### L'exercice
Dans la lettre du 24 août 1842, quel personnage est évoqué avec son moëllon, aux côtés d'une fille de Danaüs ?

### Bloc de texte
24 août [1842], mercredi matin, 8 h.
Bonjour mon Toto bien aimé. Bonjour mon cher petit MÉDECIN. Comment vas-tu, médecin ? Comment va notre cher petit malade [1] ? Je passe ma vie à te désirer dans le vide, et mon temps à effacer les mauvaises impressions que je te donne pendant les quelques minutes que je te vois. Et puis, grâce à mon heureux caractère et à la vie contre nature, et surtout contre le bonheur, que je mène, je recommence sur de nouveaux frais, absolument comme une fille de Danaüs [2] ou comme le Sisyphe avec son moëllon. J’ai beau remplir mon âme de courage, de patience et de résignation, il n’en reste jamais une seule goutte. J’ai beau remonter mon mauvais caractère, il retombe toujours d’aplomb sur le pauvre petit moment du jour que tu m’apportes. En vérité, je suis bien absurde et bien à plaindre, car je t’aime autant et plus que la meilleure et la plus heureuse des femmes ne pourrait le faire. J’ai le cœur plein de tristesse en pensant que tu t’en es allé presque fâché contre moi. Je sens que ton amour m’échappe par toutes ces petites maussaderies. Je sens que ma vie s’en va avec lui et quelque chose que je fasse, je ne peux pas le retenir. Plus je fais d’effort pour le retirer de là et plus il s’y perd absolument, comme les gens qui s’enlisent. Aussi, mon cher adoré, le découragement et l’ennui s’emparent de moi à un point que je n’ose pas te dire. Je baise tes chersa petits pieds et tes belles petites mains.

(Éléments d'un jeu de données)
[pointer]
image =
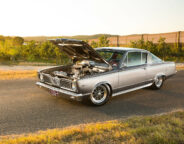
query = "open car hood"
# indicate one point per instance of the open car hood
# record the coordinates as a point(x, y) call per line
point(79, 50)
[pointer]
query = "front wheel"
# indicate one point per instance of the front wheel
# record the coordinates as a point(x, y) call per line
point(100, 95)
point(158, 82)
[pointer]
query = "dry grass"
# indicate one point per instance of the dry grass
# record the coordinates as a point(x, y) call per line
point(162, 129)
point(18, 74)
point(21, 74)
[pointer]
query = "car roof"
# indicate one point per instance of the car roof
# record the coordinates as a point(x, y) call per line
point(120, 49)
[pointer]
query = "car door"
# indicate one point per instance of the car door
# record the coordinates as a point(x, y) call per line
point(133, 74)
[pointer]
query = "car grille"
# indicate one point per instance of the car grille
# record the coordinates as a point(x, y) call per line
point(59, 82)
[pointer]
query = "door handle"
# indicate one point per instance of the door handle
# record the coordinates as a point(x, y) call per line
point(144, 68)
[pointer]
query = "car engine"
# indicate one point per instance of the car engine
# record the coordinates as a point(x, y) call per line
point(80, 69)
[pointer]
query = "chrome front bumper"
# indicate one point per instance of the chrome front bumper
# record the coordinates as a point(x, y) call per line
point(70, 94)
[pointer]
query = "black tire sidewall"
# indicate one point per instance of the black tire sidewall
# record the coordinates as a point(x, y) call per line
point(103, 102)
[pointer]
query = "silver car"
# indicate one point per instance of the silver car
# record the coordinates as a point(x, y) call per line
point(101, 73)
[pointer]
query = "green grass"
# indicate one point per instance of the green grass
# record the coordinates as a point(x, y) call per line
point(158, 129)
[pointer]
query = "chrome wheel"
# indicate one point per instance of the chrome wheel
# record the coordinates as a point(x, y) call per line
point(99, 95)
point(158, 82)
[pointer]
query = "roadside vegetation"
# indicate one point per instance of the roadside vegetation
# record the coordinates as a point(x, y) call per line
point(158, 129)
point(14, 50)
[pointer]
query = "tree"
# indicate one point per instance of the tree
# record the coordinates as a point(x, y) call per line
point(163, 48)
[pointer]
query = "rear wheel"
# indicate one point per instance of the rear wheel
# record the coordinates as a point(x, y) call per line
point(100, 95)
point(158, 82)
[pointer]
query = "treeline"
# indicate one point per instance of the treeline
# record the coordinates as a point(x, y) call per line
point(14, 49)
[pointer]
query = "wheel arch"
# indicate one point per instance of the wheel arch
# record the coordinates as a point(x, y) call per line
point(160, 74)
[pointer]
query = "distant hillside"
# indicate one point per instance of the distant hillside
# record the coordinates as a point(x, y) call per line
point(80, 37)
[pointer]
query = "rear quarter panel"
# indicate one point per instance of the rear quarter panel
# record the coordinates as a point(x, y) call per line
point(87, 84)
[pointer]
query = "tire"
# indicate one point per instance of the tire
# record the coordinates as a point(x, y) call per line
point(158, 82)
point(100, 95)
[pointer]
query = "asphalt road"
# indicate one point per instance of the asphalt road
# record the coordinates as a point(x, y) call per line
point(26, 108)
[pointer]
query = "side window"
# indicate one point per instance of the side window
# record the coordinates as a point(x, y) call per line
point(134, 59)
point(153, 59)
point(144, 58)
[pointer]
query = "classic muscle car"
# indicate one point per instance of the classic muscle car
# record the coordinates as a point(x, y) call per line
point(101, 73)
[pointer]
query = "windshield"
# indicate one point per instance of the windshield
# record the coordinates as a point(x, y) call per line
point(112, 57)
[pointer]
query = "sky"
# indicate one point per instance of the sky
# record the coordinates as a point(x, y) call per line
point(87, 17)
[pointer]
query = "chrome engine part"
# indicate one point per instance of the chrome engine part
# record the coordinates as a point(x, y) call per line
point(80, 69)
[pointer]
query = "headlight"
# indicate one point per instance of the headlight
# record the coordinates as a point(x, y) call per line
point(41, 77)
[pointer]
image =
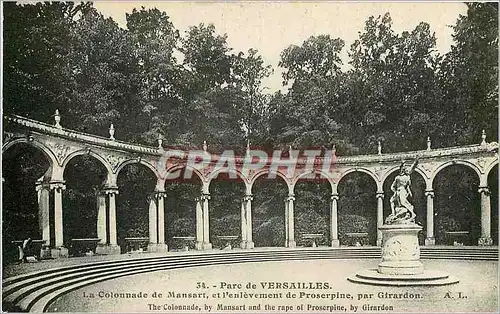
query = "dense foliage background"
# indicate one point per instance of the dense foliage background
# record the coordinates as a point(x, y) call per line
point(151, 79)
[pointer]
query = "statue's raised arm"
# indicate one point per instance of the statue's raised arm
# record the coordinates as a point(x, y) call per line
point(401, 208)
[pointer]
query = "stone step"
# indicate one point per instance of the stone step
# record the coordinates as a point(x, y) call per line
point(37, 289)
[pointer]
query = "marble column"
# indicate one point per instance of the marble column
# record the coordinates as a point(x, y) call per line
point(160, 196)
point(111, 193)
point(287, 229)
point(485, 238)
point(334, 232)
point(153, 222)
point(58, 213)
point(58, 250)
point(380, 216)
point(206, 222)
point(199, 224)
point(248, 210)
point(101, 219)
point(111, 245)
point(291, 228)
point(43, 191)
point(243, 225)
point(429, 239)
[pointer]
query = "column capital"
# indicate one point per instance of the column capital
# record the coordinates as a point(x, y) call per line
point(429, 193)
point(57, 185)
point(160, 194)
point(484, 189)
point(110, 190)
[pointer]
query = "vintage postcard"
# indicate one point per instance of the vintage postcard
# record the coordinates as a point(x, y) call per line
point(250, 157)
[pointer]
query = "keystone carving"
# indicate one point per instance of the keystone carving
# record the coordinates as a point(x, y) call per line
point(60, 150)
point(114, 160)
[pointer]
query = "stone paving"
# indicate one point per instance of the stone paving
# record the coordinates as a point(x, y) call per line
point(477, 290)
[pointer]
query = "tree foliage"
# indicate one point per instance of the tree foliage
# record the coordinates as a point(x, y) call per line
point(150, 79)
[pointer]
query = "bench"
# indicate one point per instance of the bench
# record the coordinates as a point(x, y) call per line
point(457, 238)
point(228, 239)
point(357, 238)
point(136, 244)
point(185, 242)
point(83, 246)
point(34, 248)
point(313, 237)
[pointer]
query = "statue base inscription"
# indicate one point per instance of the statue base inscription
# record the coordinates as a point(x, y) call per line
point(400, 250)
point(401, 265)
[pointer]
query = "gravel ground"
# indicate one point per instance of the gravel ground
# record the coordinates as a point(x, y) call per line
point(477, 290)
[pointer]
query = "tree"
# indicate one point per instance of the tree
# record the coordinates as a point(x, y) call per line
point(37, 55)
point(392, 86)
point(469, 76)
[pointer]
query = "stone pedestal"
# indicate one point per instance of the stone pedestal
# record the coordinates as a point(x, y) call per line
point(157, 248)
point(400, 265)
point(108, 249)
point(430, 241)
point(60, 252)
point(247, 245)
point(400, 250)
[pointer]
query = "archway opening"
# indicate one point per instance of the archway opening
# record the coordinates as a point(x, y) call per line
point(268, 211)
point(457, 207)
point(22, 166)
point(493, 186)
point(136, 185)
point(85, 177)
point(225, 211)
point(180, 211)
point(418, 200)
point(357, 210)
point(312, 212)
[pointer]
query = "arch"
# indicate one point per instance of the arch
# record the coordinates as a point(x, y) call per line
point(395, 168)
point(315, 171)
point(455, 162)
point(490, 167)
point(360, 169)
point(45, 150)
point(236, 172)
point(266, 171)
point(89, 152)
point(142, 162)
point(180, 166)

### Corrigé de l'exercice
Sisyphe.